■ TEXTO FORNECIDO:
___

Por Victor Borges

BRASÍLIA (Reuters) – O ministro da Fazenda, Fernando Haddad, disse nesta quarta-feira que considerou “exemplar” a decisão do Superior Tribunal de Justiça (STJ) que deu ganho parcial ao governo em julgamento de conjunto de ações sobre descontos do ICMS, que, pelas contas da equipe econômica, têm impacto potencial de até 90 bilhões de reais por ano para os cofres federais.

Em entrevista a jornalistas em Brasília, Haddad afirmou ainda que, a seu ver, a decisão do STJ não será derrubada.

A decisão unânime foi proclamada pela primeira seção do STJ apesar de o ministro André Mendonça, do Supremo Tribunal Federal (STF), ter concedido mais cedo nesta quarta-feira uma liminar para tornar sem efeito qualquer decisão do STJ relacionada ao tema.

Pela decisão do STJ, ficou definido que o governo federal poderia cobrar Imposto de Renda das empresas (IRPJ) e Contribuição Social sobre o Lucro Líquido (CSLL) sobre benefícios fiscais concedidos por Estados, desde que não sejam classificados como crédito presumido e que atendam a requisitos legais.

A corte avaliava se descontos na cobrança do ICMS, concedidos por Estados a empresas, fazem parte ou devem ser excluídos da base de cálculo do IRPJ e da CSLL.

“Considerei o julgamento exemplar. O voto do relator foi acompanhado por outros oito ministros. Isso dá muita confiança que estamos no caminho certo para remover do sistema tributário aquilo que está impedindo a busca de um equilíbrio orçamentário”, afirmou Haddad na noite desta quarta-feira, na portaria do Ministério da Fazenda.

O ministro afirmou ainda que o Orçamento brasileiro é desequilibrado por conta das despesas com salário mínimo, saúde e educação – áreas em que houve, nas palavras de Haddad, “cortes enormes”.

___

■ Registros de anotação de coordenadas:
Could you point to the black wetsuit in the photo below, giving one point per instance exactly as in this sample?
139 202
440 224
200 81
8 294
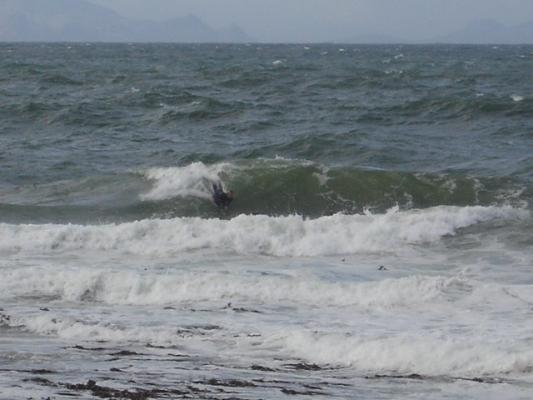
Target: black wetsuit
220 198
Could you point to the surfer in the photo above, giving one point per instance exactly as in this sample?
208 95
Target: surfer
220 198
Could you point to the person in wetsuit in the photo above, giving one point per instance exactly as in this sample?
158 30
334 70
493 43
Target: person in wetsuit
221 198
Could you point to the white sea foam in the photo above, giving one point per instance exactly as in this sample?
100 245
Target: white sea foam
258 234
423 353
192 180
132 288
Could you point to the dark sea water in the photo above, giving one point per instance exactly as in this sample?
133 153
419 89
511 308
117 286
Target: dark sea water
117 268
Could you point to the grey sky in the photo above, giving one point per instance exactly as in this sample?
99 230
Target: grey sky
321 20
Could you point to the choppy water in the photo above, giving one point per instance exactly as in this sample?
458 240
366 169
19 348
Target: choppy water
380 244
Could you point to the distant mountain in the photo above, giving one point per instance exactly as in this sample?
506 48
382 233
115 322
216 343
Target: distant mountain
489 31
67 20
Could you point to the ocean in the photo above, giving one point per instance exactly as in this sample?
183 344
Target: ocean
379 246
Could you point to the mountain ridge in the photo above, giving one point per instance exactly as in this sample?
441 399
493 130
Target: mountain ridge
62 20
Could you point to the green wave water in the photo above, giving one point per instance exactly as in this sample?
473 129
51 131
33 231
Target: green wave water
374 126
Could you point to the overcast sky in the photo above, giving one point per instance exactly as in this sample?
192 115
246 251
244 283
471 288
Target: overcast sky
321 20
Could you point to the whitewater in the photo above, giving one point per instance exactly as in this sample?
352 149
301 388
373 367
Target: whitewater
379 245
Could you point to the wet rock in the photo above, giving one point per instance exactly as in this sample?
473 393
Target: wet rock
304 367
261 368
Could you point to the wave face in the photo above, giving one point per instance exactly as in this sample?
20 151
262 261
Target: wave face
276 187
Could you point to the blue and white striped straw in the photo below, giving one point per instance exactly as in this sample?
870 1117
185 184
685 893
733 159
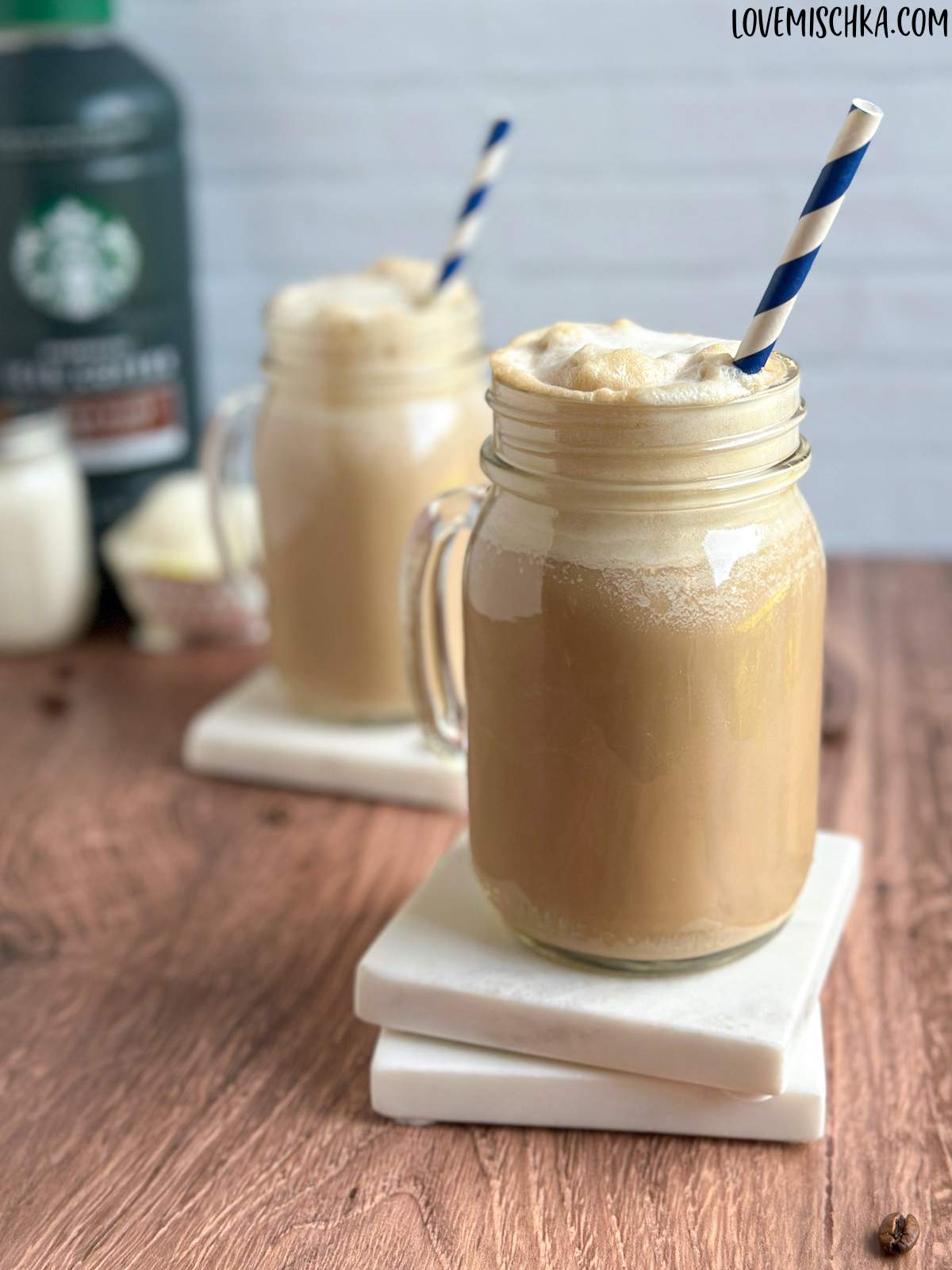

___

■ LISTA DE EXERCÍCIOS:
1. Segundo a notícia sobre a decisão do STJ, quantos ministros acompanharam o voto do relator?
2. Reproduza, dos registros, o trecho que começa na linha que contém "Could you point to the distant" e vai até o fim dos registros, com as duas pontas incluídas. Deixe as imagens de fora.

■ RESPOSTAS DADAS:
1. Outros oito ministros.

2.
Could you point to the distant mountain in the photo above, giving one point per instance exactly as in this sample?
506 48
382 233
115 322
216 343
Target: distant mountain
489 31
67 20
Could you point to the ocean in the photo above, giving one point per instance exactly as in this sample?
183 344
Target: ocean
379 246
Could you point to the mountain ridge in the photo above, giving one point per instance exactly as in this sample?
441 399
493 130
Target: mountain ridge
62 20
Could you point to the green wave water in the photo above, giving one point per instance exactly as in this sample?
473 129
51 131
33 231
Target: green wave water
374 126
Could you point to the overcast sky in the photo above, giving one point per instance exactly as in this sample?
192 115
246 251
244 283
471 288
Target: overcast sky
321 20
Could you point to the whitewater in the photo above, giving one point per instance exactly as in this sample?
352 149
301 388
373 367
Target: whitewater
379 245
Could you point to the wet rock in the photo above, giving one point per instance exactly as in this sample?
473 393
Target: wet rock
304 367
261 368
Could you point to the wave face in the photo above, giving one point per instance exactly as in this sample?
20 151
262 261
Target: wave face
276 187
Could you point to the blue and white striped straw in the photo below, giving one point per instance exactly as in this sample?
870 1117
185 184
685 893
733 159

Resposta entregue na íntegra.